Extrait du document:
┏━━

Et pourtant, la Kronos Early Estrogen Prevention Study (KEEPS) a vu le jour. Ses résultats ont été présentés récemment (5). Elle a duré quatre ans, quasiment comme la WHI avant son arrêt.

C’est une étude randomisée double aveugle versus placebo. 727 femmes ont été incluses, reparties en 3 bras. : un groupe a reçu des estrogènes conjugués équins (Premarin) à la dose de 0,45 mg/jour (contre 0,625 mg/jour dans WHI), le second, un patch d’estradiol per cutané dosé à 50 µg/jour (Climara). À ces estrogènes étaient associés dans les deux groupes 200 mg de progestérone micronisée (Utrogestan) douze jours par mois. Le 3e groupe recevait un placebo. Quatre-vingt pour cent ont poursuivi leur traitement pendant quatre ans ; parmi elles, d’ailleurs, 64 % ont continué à le prendre à l’arrêt de l’étude.

Pour la KEEPS, le traitement a démarré en tout début de ménopause pour une moyenne d’âge de 52 ans (63 pour la WHI). Les patientes n’avaient pas d’antécédents, notamment cardio-vasculaires.

┗━━

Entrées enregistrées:
┏━━

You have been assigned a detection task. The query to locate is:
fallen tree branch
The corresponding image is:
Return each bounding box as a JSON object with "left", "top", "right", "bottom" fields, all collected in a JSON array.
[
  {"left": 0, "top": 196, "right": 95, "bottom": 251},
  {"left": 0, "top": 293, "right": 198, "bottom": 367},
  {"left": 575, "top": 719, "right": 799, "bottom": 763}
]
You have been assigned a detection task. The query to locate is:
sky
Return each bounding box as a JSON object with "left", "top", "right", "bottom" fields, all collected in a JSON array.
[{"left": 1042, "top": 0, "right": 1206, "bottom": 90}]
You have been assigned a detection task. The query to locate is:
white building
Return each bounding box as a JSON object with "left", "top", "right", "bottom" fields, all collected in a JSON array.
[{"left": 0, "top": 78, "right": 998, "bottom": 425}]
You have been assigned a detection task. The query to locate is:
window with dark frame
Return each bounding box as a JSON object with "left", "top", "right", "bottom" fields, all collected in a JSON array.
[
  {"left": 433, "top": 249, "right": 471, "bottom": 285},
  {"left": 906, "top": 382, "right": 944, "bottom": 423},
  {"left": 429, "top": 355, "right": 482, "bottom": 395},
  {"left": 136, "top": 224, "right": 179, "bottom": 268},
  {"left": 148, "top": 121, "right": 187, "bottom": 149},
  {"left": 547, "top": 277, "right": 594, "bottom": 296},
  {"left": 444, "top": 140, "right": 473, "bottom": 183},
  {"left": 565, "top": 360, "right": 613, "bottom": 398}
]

┗━━

Liste des activités:
a) Pouvez-vous résumer en deux phrases l'extrait sur l'étude KEEPS ?
b) Pourriez-vous reprendre l'extrait sur l'étude KEEPS après sa dernière phrase et en poursuivre la rédaction ?
Les données ne jouent aucun rôle ici.

Réponses aux exercices:
a) L'étude KEEPS, randomisée en double aveugle contre placebo et d'une durée de quatre ans, a réparti 727 femmes en trois bras : estrogènes conjugués équins à 0,45 mg/jour, patch d'estradiol à 50 µg/jour, tous deux associés à 200 mg de progestérone micronisée douze jours par mois, ou placebo. Le traitement a démarré en tout début de ménopause, à 52 ans en moyenne (63 pour la WHI), chez des patientes sans antécédents, notamment cardio-vasculaires.

b)
Dans les groupes traités par estrogènes, il y a eu, bien sûr, une action sur les bouffés de chaleur, les sueurs nocturnes, l’humeur, la sexualité et la densité osseuse.

Il faut insister sur le fait que même si la dose de Premarin a été diminuée, les doses d’estrogènes utilisées sont considérées comme « normales » et non pas comme « minidoses ». Les estrogènes par voie orale ont été associés avec une augmentation du HDL cholestérol, une diminution du LDL cholestérol mais une augmentation des triglycérides. Les estrogènes par voie percutanée ont eu un effet neutre sur ces biomarqueurs.

Ni la voie orale, ni la voie transdermique n’affectent la pression systolique ou diastolique ce qui contraste avec les doses plus fortes par voie orale utilisées dans la WHI La surveillance par ultrasons pendant 48 mois à la recherche de dépôts calciques dans les carotides n’a montré aucun effet délétère dans le domaine de l’athérosclérose.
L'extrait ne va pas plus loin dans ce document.